## SELECTED PASSAGE:
-- Opening Marker --

Former President Joe Biden left a terrible legacy: the border catastrophe, chaos and disorder abroad, increased crime, oppressive wokeness. But for today’s purposes, consider the damage done by Biden’s economic policies.

Inflation took away 20% of people’s purchasing power in a short period of time. Even when the rate of inflation slowed, it is still, right now, rising faster than economists — or anybody else — are comfortable with. This week, there will be new numbers for inflation in January, and the message again will be that Biden brought inflation on but was unable to fully get rid of it. Now that is President Donald Trump’s job.

Then there is federal spending. Biden and his Democratic colleagues on Capitol Hill went crazy with spending. Coming off the already-high emergency COVID spending of the final year of the first Trump administration, Biden and congressional Democrats poured trillions of dollars unnecessarily into the economy.

First, Congress passed a $900 billion “COVID relief” bill just after Christmas 2020, as Trump was heading out the door. Biden, then president-elect, strongly supported it. Once Biden was in the White House, he pushed Democrats to pass his $1.9 trillion American Rescue Plan in March 2021.

One-point-nine trillion dollars. Did the economy really need a stimulus of that size? It was pretty clear, even at the time, that it did not. A month before it was passed, former Treasury Secretary Lawrence Summers wrote that, given the $900 billion stimulus that had already been passed, “the gap between actual and potential output [of the economy] will decline from about $50 billion a month at the beginning of the year to $20 billion a month at its end. The proposed [American Rescue Plan] stimulus will total in the neighborhood of $150 billion a month. … That is at least three times the size of the output shortfall.”

Biden and the Democratic Party decided to pass the bill anyway, spending $150 billion a month to fix a $20 billion a month problem. That much money flooding the economy was going to worsen inflation.

But Biden, who fantasized about being a new Franklin Delano Roosevelt, did not stop there. Later in 2021, he signed a $1 trillion infrastructure bill — this one made possible in part by a minority of House and Senate Republicans who joined Democrats in supporting it.

And then Biden took aim at what would be the biggest spending extravaganza ever — the proposed $2.2 trillion Build Back Better Act. It would spend on everything: climate change, housing assistance, welfare, Medicaid, everything.

With inflation raging, still going up, and millions suffering, it was an act of supreme cynicism to call a bill that would make things worse the Inflation Reduction Act. But that is what Biden and his Democratic allies did, passing the bill in August 2022.

Only now are we learning the true damage the Inflation Reduction Act did. Biden and Democrats passed money faster than anyone could possibly use it, and even though they raced to shovel cash out the door in December and January, many billions remain unspent. President Trump has put a freeze on Inflation Reduction Act funds, and there could be a fight over it in Congress.

But none of that changes the final conclusion. Joe Biden, imagining himself to be FDR, did enormous damage to Americans’ standard of living. They will be suffering a Biden hangover for a long time to come.

-- Closing Marker --

Stored records
-- Opening Marker --

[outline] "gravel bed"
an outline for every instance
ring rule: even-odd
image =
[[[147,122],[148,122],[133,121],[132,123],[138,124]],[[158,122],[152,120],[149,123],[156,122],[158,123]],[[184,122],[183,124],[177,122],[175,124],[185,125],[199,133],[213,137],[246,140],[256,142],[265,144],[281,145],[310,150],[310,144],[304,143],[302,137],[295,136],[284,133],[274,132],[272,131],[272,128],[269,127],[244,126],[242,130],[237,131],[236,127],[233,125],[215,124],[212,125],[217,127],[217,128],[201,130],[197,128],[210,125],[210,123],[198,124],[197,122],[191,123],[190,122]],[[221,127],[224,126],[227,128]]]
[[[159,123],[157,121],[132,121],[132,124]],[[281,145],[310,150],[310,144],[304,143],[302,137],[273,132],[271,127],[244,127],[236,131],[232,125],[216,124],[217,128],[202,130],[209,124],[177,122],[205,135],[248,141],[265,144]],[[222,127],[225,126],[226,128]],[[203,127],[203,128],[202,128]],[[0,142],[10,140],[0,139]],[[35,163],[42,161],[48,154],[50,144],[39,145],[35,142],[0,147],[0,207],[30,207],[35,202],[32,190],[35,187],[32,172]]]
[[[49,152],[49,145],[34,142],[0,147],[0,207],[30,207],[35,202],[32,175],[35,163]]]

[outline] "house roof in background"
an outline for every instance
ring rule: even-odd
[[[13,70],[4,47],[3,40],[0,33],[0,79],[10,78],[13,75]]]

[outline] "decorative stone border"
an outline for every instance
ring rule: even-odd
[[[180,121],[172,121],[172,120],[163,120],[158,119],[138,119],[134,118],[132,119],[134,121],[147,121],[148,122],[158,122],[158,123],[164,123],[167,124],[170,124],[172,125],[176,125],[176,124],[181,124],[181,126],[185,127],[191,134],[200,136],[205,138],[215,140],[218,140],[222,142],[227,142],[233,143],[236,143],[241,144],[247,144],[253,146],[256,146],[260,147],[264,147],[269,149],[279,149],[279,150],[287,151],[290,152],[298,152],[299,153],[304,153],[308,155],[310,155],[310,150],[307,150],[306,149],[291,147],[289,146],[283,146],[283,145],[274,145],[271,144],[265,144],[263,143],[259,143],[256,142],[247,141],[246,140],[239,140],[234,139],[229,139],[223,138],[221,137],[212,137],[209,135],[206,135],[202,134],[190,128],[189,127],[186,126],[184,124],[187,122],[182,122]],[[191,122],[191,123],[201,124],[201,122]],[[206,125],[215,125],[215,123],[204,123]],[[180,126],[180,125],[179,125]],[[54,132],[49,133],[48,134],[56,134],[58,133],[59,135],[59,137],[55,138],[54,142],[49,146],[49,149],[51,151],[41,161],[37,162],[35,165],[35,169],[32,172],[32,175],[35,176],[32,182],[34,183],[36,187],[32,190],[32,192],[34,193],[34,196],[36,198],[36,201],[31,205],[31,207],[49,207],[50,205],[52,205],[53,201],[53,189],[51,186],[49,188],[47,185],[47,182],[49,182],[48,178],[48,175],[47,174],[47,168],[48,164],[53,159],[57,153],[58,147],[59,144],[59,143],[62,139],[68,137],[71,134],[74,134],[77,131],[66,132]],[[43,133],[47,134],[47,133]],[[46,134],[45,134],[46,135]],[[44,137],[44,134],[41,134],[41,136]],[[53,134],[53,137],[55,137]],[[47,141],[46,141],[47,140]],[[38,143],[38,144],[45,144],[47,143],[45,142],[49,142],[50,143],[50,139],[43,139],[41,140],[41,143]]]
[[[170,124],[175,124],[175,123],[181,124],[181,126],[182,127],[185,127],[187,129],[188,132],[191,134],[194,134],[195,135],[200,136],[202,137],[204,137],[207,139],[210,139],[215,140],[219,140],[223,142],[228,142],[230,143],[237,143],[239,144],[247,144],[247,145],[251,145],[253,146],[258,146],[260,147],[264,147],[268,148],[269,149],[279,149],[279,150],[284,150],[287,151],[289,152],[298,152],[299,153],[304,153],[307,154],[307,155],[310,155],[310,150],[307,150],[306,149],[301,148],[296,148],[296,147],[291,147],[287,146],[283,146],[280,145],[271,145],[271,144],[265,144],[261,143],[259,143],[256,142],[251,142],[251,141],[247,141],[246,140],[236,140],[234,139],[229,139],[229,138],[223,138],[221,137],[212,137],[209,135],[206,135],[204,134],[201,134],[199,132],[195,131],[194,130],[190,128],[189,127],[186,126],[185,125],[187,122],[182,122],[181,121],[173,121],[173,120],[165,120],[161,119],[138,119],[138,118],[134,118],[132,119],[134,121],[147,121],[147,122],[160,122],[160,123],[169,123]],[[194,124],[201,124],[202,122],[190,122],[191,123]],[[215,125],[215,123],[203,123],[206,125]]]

-- Closing Marker --

## WHAT THE EXERCISE ASKS:
In the commentary on Biden's economic policies, what was the size of the American Rescue Plan, and in what month and year was it passed?

## RESULT FOR THIS TASK:
It was $1.9 trillion and was passed in March 2021.